→ **Task to carry out**:
The records below must be output exactly, with no images carried over.

BEGIN

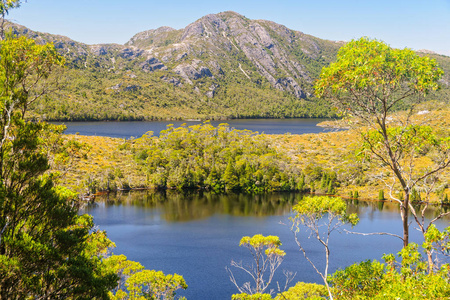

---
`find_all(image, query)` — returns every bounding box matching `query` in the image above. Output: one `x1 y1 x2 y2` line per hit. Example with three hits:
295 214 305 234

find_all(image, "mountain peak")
215 11 246 19
9 12 449 121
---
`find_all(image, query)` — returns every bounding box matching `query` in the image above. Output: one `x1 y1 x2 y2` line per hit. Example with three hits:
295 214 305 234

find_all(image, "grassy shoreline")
57 105 449 203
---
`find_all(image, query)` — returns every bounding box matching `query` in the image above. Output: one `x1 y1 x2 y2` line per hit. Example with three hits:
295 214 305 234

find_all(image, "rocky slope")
7 11 450 121
125 11 343 98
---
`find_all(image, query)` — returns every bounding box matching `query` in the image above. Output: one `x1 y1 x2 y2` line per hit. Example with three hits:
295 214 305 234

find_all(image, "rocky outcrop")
90 45 108 56
108 83 142 93
126 26 177 47
139 11 315 98
173 60 213 84
275 77 306 98
160 76 183 87
120 48 144 59
7 13 341 100
140 57 167 72
205 84 219 98
124 85 141 92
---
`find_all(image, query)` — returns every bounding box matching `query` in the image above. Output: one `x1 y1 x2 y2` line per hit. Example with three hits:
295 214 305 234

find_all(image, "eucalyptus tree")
0 0 21 39
227 234 289 296
315 37 449 250
329 243 450 299
291 196 358 300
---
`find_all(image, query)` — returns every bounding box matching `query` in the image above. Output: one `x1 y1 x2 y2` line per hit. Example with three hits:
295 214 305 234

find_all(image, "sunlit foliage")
133 122 302 193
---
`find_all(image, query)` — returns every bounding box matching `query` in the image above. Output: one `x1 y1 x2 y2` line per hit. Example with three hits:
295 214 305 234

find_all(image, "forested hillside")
7 11 450 121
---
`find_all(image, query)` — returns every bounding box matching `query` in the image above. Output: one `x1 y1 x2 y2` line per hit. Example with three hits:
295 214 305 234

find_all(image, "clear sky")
7 0 450 55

END

→ **Answer section**:
---
`find_all(image, query)` — returns every bounding box matching `query` in the image above. Output: one `x1 y1 x2 y2` line per hit. Example with three hits:
295 214 305 234

find_all(image, "mountain peak")
215 11 246 19
9 12 449 121
---
`find_all(image, query)` — returns every bounding box matching `query` in the image above. Output: one `x1 y1 x2 y2` line per hit. Example with three hits:
295 214 305 234

find_all(image, "grassy shoreline")
57 105 449 203
---
`find_all(image, query)` — returns every bounding box matching `query` in the image above. Output: one `x1 y1 x2 y2` line per hit. Example with three hits:
295 214 305 234

find_all(image, "rocky slope")
7 11 450 121
125 11 343 98
---
`find_all(image, query)` — returns every bounding box matching `query` in the image above. Output: one `x1 y1 x2 y2` line per hit. Example with three hits:
295 214 305 234

find_all(image, "rocky outcrop")
90 45 108 56
108 83 142 93
126 26 177 47
139 11 315 98
173 60 213 84
275 77 306 98
160 76 183 87
120 48 144 59
7 13 341 100
140 57 167 72
205 84 219 98
124 85 141 92
---
`find_all(image, query)` — returns every bounding box matching `query` in the image above. Output: one `x1 y1 x2 y2` line per hit. Example with three hits:
295 214 305 234

find_all(image, "eucalyptus tree")
0 0 21 39
227 234 289 296
315 37 449 250
329 243 450 299
291 196 358 300
---
`find_all(image, query)` — returns every bounding box matching `query` in the image above. Output: one `x1 y1 x2 y2` line per hit. Example with three hits:
295 214 305 234

find_all(image, "sunlit foliage")
133 122 302 193
---
`find_all(image, query)` — returns every bounding box matching `query` in the image above. Output: one `x1 y1 x2 y2` line per hit. Example with three hits:
295 214 305 234

find_all(image, "forested hillside")
7 11 450 121
---
`find_all(image, query)` — returns every bounding box matching `query` in the image above. Output: one `x1 y1 x2 y2` line per hit. Example with three hits:
295 214 305 234

find_all(image, "clear sky")
7 0 450 55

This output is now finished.